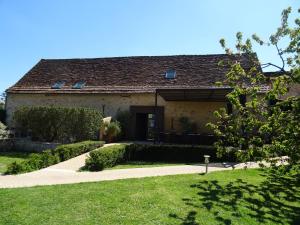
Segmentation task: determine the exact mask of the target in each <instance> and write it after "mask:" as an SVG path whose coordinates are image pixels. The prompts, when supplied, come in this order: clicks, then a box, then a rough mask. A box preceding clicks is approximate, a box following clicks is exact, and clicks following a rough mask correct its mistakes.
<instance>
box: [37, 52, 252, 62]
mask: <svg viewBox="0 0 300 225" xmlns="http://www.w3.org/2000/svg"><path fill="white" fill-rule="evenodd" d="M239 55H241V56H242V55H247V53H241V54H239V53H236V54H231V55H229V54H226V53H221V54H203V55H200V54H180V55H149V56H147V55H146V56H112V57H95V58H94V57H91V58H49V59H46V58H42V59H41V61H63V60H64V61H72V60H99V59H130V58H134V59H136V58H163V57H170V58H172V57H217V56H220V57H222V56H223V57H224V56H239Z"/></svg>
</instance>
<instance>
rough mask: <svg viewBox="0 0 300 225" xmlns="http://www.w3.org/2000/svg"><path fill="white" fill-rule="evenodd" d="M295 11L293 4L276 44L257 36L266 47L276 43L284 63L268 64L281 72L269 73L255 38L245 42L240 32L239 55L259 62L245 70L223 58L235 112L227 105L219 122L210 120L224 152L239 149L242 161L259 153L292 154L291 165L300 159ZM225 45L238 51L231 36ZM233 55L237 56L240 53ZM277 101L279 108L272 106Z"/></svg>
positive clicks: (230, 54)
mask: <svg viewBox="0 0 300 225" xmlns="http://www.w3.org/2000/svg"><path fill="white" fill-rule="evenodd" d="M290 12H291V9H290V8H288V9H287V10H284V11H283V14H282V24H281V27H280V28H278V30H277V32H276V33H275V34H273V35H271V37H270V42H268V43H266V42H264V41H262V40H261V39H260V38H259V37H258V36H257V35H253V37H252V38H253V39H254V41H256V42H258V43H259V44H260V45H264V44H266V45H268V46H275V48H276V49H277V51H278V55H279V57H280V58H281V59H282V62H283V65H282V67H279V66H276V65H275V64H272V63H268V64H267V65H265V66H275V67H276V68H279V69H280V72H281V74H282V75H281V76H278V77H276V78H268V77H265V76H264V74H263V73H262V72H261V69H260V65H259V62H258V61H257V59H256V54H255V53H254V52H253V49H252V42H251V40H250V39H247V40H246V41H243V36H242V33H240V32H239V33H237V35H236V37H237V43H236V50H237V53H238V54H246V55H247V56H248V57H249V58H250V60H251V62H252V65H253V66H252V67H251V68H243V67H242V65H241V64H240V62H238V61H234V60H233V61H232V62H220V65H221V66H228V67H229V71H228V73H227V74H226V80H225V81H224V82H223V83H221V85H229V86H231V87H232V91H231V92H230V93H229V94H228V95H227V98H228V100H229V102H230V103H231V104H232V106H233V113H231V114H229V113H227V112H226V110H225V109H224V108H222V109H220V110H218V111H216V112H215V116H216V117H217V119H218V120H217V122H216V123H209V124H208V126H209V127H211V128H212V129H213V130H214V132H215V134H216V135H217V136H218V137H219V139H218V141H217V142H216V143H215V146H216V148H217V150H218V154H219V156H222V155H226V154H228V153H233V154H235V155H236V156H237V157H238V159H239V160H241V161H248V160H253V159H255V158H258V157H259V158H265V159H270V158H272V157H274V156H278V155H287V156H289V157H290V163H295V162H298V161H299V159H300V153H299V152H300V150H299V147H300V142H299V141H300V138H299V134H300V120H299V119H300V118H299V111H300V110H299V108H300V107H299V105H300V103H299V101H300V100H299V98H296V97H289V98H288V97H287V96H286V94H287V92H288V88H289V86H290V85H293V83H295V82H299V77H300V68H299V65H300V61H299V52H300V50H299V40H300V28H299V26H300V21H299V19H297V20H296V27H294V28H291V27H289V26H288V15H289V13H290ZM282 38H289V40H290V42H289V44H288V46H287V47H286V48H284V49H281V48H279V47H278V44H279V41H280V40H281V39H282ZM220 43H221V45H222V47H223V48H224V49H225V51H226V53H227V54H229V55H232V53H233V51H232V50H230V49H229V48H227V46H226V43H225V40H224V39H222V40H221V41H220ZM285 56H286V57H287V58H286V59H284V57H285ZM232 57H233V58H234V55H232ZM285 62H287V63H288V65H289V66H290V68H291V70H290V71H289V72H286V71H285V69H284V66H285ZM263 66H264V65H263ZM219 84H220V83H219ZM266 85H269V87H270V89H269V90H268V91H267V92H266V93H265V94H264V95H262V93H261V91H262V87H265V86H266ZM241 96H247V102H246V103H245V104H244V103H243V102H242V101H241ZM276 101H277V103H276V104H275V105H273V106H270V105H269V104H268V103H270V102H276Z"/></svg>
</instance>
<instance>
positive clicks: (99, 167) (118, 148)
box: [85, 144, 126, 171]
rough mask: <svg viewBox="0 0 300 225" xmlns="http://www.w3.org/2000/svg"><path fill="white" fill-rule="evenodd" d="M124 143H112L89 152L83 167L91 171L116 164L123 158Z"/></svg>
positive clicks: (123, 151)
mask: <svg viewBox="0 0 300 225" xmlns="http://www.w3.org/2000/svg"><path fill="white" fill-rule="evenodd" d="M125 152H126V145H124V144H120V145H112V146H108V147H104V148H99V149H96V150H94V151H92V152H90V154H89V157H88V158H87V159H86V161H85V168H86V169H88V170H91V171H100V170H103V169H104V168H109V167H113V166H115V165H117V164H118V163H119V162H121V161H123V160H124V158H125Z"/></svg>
..........
WHAT IS REQUIRED. Exact copy, pictures excluded: restate every record above word for word.

REPLY TO THE EXERCISE.
Segmentation task: determine the exact mask of the target in each <instance> and write it after "mask:" as an SVG path whose coordinates are image pixels. The prompts, when supplied, come in this order: clicks, then a box, then a rough mask. A box preceding clicks is approximate, a box following clicks is exact, and clicks following a rough mask correct its mistakes.
<instance>
box: [37, 52, 252, 62]
mask: <svg viewBox="0 0 300 225" xmlns="http://www.w3.org/2000/svg"><path fill="white" fill-rule="evenodd" d="M239 55H241V56H242V55H247V53H241V54H239V53H236V54H231V55H229V54H226V53H221V54H203V55H200V54H180V55H149V56H147V55H146V56H112V57H95V58H94V57H91V58H49V59H46V58H42V59H41V61H63V60H64V61H72V60H99V59H130V58H134V59H136V58H163V57H170V58H172V57H217V56H220V57H222V56H223V57H224V56H239Z"/></svg>
</instance>
<instance>
rough mask: <svg viewBox="0 0 300 225" xmlns="http://www.w3.org/2000/svg"><path fill="white" fill-rule="evenodd" d="M295 11L293 4L276 44L257 36L266 47L276 43L284 63L268 64L281 72L269 73L255 38L245 42L240 32L239 55L259 62L245 70L223 58L235 112L227 105L219 122L210 120L224 152L239 149L242 161L259 153L292 154L291 165L300 159ZM225 45L238 51L231 36ZM233 55L237 56L240 53ZM277 101L279 108L272 106Z"/></svg>
positive clicks: (230, 54)
mask: <svg viewBox="0 0 300 225" xmlns="http://www.w3.org/2000/svg"><path fill="white" fill-rule="evenodd" d="M290 12H291V9H290V8H288V9H287V10H284V11H283V14H282V24H281V27H280V28H278V30H277V32H276V33H275V34H273V35H271V37H270V42H268V43H266V42H264V41H262V40H261V39H260V38H259V37H258V36H257V35H253V37H252V38H253V39H254V41H256V42H258V43H259V44H260V45H264V44H266V45H268V46H275V48H276V49H277V51H278V55H279V57H280V58H281V59H282V62H283V65H282V67H279V66H276V65H275V64H272V63H268V64H267V65H265V66H275V67H276V68H279V69H280V72H281V74H282V75H281V76H278V77H276V78H268V77H265V76H264V74H263V73H262V72H261V69H260V65H259V62H258V61H257V59H256V54H255V53H254V52H253V49H252V42H251V40H250V39H247V40H246V41H243V36H242V33H240V32H239V33H237V35H236V37H237V43H236V50H237V53H238V54H246V55H247V56H248V57H249V58H250V60H251V62H252V65H253V66H252V67H251V68H243V67H242V65H241V64H240V62H238V61H234V60H233V61H232V62H220V65H221V66H228V67H229V71H228V73H227V74H226V80H225V81H224V82H223V83H221V85H229V86H231V87H232V91H231V92H230V93H229V94H228V95H227V98H228V100H229V102H230V103H231V104H232V106H233V113H231V114H229V113H227V112H226V110H225V109H224V108H222V109H220V110H218V111H216V112H215V116H216V117H217V119H218V120H217V122H216V123H209V124H208V126H209V127H211V128H212V129H213V130H214V132H215V134H216V135H217V136H218V137H219V139H218V141H217V142H216V143H215V146H216V148H217V150H218V154H219V156H222V155H226V154H228V153H233V154H235V155H236V156H237V157H238V159H239V160H241V161H248V160H253V159H255V158H258V157H259V158H265V159H270V158H272V157H274V156H278V155H287V156H289V157H290V163H295V162H298V161H299V159H300V153H299V152H300V150H299V147H300V142H299V141H300V138H299V134H300V120H299V119H300V118H299V111H300V110H299V108H300V107H299V105H300V103H299V101H300V100H299V98H296V97H289V98H288V97H287V96H286V94H287V92H288V88H289V86H290V85H293V83H295V82H299V77H300V68H299V65H300V61H299V52H300V50H299V40H300V28H299V26H300V21H299V19H297V20H296V27H294V28H291V27H289V26H288V15H289V13H290ZM282 38H289V40H290V42H289V44H288V46H287V47H286V48H284V49H281V48H279V47H278V44H279V41H280V40H281V39H282ZM220 43H221V45H222V47H223V48H224V49H225V51H226V53H227V54H229V55H232V53H233V51H232V50H230V49H229V48H227V46H226V43H225V40H224V39H222V40H221V41H220ZM285 56H286V57H287V58H286V59H284V57H285ZM232 57H233V58H234V55H232ZM285 62H287V63H288V65H289V66H290V68H291V70H290V71H289V72H286V71H285V69H284V66H285ZM263 66H264V65H263ZM219 84H220V83H219ZM266 85H269V87H270V89H269V90H268V91H267V92H266V93H265V94H264V95H262V93H261V91H262V87H265V86H266ZM241 96H247V102H246V103H245V104H244V103H243V102H242V101H241ZM276 101H277V103H276V104H275V105H273V106H270V105H269V104H268V103H270V102H276Z"/></svg>
</instance>
<instance>
positive clicks: (99, 167) (118, 148)
box: [85, 144, 126, 171]
rough mask: <svg viewBox="0 0 300 225" xmlns="http://www.w3.org/2000/svg"><path fill="white" fill-rule="evenodd" d="M124 143H112L89 152L83 167L91 171L116 164L123 158Z"/></svg>
positive clicks: (123, 151)
mask: <svg viewBox="0 0 300 225" xmlns="http://www.w3.org/2000/svg"><path fill="white" fill-rule="evenodd" d="M125 152H126V145H124V144H120V145H112V146H108V147H104V148H99V149H96V150H94V151H92V152H90V154H89V157H88V158H87V159H86V161H85V168H86V169H88V170H91V171H100V170H103V169H104V168H109V167H113V166H115V165H117V164H118V163H119V162H121V161H123V160H124V158H125Z"/></svg>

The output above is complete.